**The task**
Restate every line of the material that follows, word for word.

**Supplied data**
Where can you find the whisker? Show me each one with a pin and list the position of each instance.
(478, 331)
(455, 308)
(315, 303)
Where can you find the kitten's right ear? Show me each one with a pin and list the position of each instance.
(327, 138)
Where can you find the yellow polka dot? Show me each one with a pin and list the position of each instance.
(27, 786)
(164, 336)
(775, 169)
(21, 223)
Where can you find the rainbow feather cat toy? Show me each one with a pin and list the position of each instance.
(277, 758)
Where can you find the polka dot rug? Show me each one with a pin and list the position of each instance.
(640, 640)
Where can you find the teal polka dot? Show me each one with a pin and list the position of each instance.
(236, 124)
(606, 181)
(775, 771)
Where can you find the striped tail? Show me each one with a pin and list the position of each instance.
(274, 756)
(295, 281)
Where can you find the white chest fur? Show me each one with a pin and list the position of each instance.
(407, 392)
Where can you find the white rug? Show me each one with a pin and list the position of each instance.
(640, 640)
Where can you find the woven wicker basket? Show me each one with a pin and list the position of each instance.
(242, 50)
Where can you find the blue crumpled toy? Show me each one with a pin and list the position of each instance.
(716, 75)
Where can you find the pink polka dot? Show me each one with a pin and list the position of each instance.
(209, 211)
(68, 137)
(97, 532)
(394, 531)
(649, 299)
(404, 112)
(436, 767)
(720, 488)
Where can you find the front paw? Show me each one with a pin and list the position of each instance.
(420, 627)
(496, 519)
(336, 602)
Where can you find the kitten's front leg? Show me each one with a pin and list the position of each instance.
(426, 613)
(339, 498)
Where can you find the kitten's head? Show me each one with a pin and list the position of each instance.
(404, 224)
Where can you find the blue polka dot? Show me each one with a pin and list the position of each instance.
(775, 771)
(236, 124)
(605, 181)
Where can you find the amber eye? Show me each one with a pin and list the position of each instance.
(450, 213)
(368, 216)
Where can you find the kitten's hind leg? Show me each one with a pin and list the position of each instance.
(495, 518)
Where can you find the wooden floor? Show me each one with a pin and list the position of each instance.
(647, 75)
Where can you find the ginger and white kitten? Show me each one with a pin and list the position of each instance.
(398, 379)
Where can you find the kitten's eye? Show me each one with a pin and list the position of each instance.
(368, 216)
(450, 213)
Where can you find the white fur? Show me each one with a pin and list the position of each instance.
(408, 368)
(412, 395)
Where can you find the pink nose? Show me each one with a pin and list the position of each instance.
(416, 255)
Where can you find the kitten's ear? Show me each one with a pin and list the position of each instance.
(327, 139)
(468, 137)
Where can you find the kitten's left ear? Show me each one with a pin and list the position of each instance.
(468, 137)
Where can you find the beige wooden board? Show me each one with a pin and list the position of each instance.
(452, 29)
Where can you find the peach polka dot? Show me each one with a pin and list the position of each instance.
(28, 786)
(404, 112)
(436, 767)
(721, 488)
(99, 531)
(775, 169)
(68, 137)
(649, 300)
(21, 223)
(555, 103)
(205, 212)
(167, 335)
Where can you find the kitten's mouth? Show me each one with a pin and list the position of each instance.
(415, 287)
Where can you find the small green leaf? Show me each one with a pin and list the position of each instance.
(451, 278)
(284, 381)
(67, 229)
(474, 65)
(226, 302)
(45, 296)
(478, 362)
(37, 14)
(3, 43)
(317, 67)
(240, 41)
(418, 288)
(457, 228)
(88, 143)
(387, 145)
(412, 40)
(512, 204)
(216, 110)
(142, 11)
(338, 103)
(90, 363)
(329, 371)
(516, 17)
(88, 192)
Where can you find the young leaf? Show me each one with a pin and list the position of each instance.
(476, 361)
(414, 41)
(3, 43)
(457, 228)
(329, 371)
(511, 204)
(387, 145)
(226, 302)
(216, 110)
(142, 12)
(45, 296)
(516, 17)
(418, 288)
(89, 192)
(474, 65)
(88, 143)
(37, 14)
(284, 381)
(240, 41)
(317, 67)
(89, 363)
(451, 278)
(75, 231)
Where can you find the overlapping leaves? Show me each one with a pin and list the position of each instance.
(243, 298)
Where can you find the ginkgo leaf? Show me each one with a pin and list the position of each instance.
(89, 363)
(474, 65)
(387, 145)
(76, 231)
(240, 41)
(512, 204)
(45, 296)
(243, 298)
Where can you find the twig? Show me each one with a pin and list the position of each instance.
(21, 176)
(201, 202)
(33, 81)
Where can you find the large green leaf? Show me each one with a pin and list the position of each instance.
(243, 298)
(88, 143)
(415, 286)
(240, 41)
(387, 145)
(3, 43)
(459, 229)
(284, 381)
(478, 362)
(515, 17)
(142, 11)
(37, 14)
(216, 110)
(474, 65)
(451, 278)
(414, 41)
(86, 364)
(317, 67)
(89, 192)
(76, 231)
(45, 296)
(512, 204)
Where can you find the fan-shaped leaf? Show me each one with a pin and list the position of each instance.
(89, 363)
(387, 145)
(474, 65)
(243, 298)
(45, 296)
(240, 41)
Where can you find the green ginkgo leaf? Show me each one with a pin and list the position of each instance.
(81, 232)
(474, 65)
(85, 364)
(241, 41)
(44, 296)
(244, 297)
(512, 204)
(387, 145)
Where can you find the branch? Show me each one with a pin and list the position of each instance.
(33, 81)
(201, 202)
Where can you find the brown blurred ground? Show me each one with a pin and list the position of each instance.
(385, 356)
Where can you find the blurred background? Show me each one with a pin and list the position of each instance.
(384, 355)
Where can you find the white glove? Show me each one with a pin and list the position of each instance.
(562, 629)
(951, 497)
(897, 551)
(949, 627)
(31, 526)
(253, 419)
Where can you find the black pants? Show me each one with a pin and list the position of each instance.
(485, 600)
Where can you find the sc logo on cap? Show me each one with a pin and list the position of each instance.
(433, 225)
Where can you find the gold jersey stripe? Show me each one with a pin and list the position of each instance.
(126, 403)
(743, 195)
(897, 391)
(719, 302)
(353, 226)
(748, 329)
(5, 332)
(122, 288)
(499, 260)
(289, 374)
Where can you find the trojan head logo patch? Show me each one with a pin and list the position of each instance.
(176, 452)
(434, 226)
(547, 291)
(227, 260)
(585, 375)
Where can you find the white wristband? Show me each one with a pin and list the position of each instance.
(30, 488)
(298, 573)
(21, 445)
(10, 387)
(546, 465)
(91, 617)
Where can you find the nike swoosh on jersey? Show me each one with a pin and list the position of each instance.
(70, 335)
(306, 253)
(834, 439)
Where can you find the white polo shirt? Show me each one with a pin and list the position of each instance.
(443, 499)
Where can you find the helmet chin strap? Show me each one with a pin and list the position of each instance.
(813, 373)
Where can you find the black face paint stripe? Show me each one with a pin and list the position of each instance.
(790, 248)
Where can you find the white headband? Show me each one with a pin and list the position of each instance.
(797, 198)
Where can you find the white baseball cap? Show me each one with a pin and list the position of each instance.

**Result**
Where can you find the whisker? Show me each one with a pin and list the position of each instance.
(478, 331)
(455, 308)
(315, 303)
Where can you find the kitten's right ear? Show me each one with a pin and list the position of each instance.
(327, 138)
Where can you find the yellow polka dot? Show me each one with a pin and list the position of each instance.
(27, 786)
(164, 336)
(775, 169)
(21, 223)
Where can you find the rainbow feather cat toy? Show me each one with a pin and list the position of each instance.
(277, 758)
Where can you find the polka dot rug? Show me each one with a pin and list the position of each instance.
(640, 640)
Where can you find the teal polka dot? Show me each one with a pin and list the position of each instance.
(236, 124)
(606, 181)
(775, 771)
Where can you find the striped tail? Show me each one with a pin and list the position of each instance.
(274, 756)
(295, 281)
Where can you find the white chest fur? Show me each one with a pin and list the position of each instance.
(407, 392)
Where can you find the white rug? Show me each one with a pin and list the position of each instance.
(640, 640)
Where can you find the woven wicker basket? Show me each one with a pin and list the position of each instance.
(242, 50)
Where can you find the blue crumpled toy? Show me each one with a pin and list the position of each instance.
(716, 75)
Where can you find the pink polka dot? Show me each one with a pin and list the position of each instance.
(209, 211)
(68, 137)
(97, 532)
(394, 531)
(649, 299)
(404, 112)
(436, 767)
(720, 488)
Where can you find the front paw? Show me each one with a pin and list the position of each instance.
(420, 627)
(496, 519)
(336, 602)
Where can you find the kitten's front leg? Show me each one with a pin and list the position of each instance.
(426, 613)
(339, 498)
Where can you find the kitten's head? Show me each one with a pin and list the position of each instance.
(404, 224)
Where can you find the blue polka dot? Show me each one with a pin and list the position of each instance.
(775, 771)
(236, 124)
(605, 181)
Where can you find the amber eye? Show me each one with a pin and list the position of each instance.
(450, 213)
(368, 216)
Where can you find the kitten's hind leg? Show me each one with a pin and list the position of each instance.
(495, 518)
Where can you find the wooden floor? Show me each one with a pin and list the position of each instance.
(647, 75)
Where can you find the ginger and white kitten? Show me each one with a pin and list the position of each instance.
(398, 379)
Where can you find the kitten's eye? Show me each one with a pin and list the position of each instance.
(368, 216)
(450, 213)
Where can you find the white fur? Show me each one with a pin and list the position of each instance.
(408, 368)
(412, 395)
Where can you find the pink nose? Show me each one with a pin and list the position of each instance.
(416, 255)
Where can you find the kitten's ear? Show me each one with a pin and list the position of each instance.
(327, 139)
(468, 137)
Where can you find the kitten's left ear? Show me each one with a pin and list the position of each instance.
(468, 137)
Where can you find the beige wooden board? Show me each one with a pin and list the position of each instance.
(452, 29)
Where can you find the peach polka dot? Show me each one with a pin and list the position of each instance.
(28, 786)
(404, 112)
(436, 767)
(721, 488)
(99, 531)
(775, 169)
(68, 137)
(649, 300)
(21, 223)
(555, 103)
(205, 212)
(167, 335)
Where can you find the kitten's mouth? Show me each one with a pin and list the position of each instance.
(415, 287)
Where can you find the small green leaf? Show me each one with a pin and list the position of each instance.
(451, 278)
(284, 381)
(67, 229)
(474, 65)
(226, 302)
(45, 296)
(478, 362)
(37, 14)
(3, 43)
(317, 67)
(240, 41)
(418, 288)
(457, 228)
(88, 143)
(387, 145)
(412, 40)
(512, 204)
(216, 110)
(142, 11)
(338, 103)
(90, 363)
(329, 371)
(516, 17)
(88, 192)
Where can you find the young leaf? Show me each one with a pin and list the position of each instance.
(476, 361)
(414, 41)
(3, 43)
(457, 228)
(329, 371)
(511, 204)
(387, 145)
(226, 302)
(216, 110)
(142, 12)
(45, 296)
(516, 17)
(418, 288)
(89, 192)
(474, 65)
(88, 143)
(37, 14)
(284, 381)
(240, 41)
(317, 67)
(89, 363)
(451, 278)
(75, 231)
Where can you find the overlapping leaves? Show me each one with a pin and list the position of each instance.
(243, 298)
Where can you find the ginkgo leaf? Show me each one with a pin and list the position of each instance.
(89, 363)
(474, 65)
(387, 145)
(76, 231)
(240, 41)
(512, 204)
(45, 296)
(243, 298)
Where can you find the twig? Show me each one with a pin and list the position of each instance.
(21, 176)
(201, 202)
(33, 81)
Where can you find the large green leaf? Show me each one with a pin and list the position of each instance.
(243, 298)
(88, 143)
(415, 286)
(240, 41)
(387, 145)
(3, 43)
(459, 229)
(284, 381)
(478, 362)
(515, 17)
(142, 11)
(37, 14)
(216, 110)
(474, 65)
(451, 278)
(414, 41)
(86, 364)
(317, 67)
(89, 192)
(76, 231)
(45, 296)
(512, 204)
Where can you find the fan-shaped leaf? Show me each one with a pin and list the position of each instance.
(89, 363)
(387, 145)
(474, 65)
(243, 298)
(45, 296)
(240, 41)
Where can you find the green ginkgo leaf? Show me each one with a pin and list the position of each instance.
(81, 232)
(474, 65)
(85, 364)
(241, 41)
(44, 296)
(244, 297)
(512, 204)
(387, 145)
Where can you find the branch? Show me each one with a pin and list the position of each instance.
(33, 81)
(201, 202)
Where can you find the brown blurred ground? Show me each one with a pin and list the position of each instance.
(385, 356)
Where can you find the blurred background? Show me each one with a pin and list the position of each instance.
(384, 355)
Where can you find the white glove? Show me each one with a pin and list the position of each instance.
(562, 629)
(951, 497)
(897, 551)
(949, 627)
(31, 526)
(253, 419)
Where can you find the black pants? Show me each one with a pin and list the position of each instance.
(485, 600)
Where can you find the sc logo on cap? Show me each one with a pin and list the position of each instance.
(433, 225)
Where can you find the gold jersey stripe? Show me each one with a pin and list the position of each instance.
(126, 403)
(743, 195)
(897, 391)
(719, 302)
(353, 226)
(748, 329)
(5, 332)
(122, 288)
(499, 260)
(289, 374)
Where can you find the trojan head logo patch? Show me each one with a pin and list the position of each instance.
(176, 452)
(434, 226)
(547, 291)
(227, 260)
(585, 375)
Where can you find the white wristband? Show me each one with a pin and list the position of each instance.
(30, 488)
(298, 573)
(21, 445)
(10, 387)
(546, 465)
(91, 617)
Where can you find the nike swoosh on jersey? Show me each one with a pin and list the position of each instance.
(70, 335)
(306, 253)
(834, 439)
Where can you find the white polo shirt? Show me each one with a pin and list the position of each instance.
(443, 499)
Where can you find the helmet chin strap? Show me each one with a pin and list the position of each instance.
(813, 373)
Where can you find the black face paint stripe? Show me each one with a pin and list the position of each instance.
(790, 248)
Where can you find the white headband? Show me each one with a pin and list the position of each instance.
(797, 198)
Where can you find the white baseball cap? Show me each one with a pin and list the position of each instance.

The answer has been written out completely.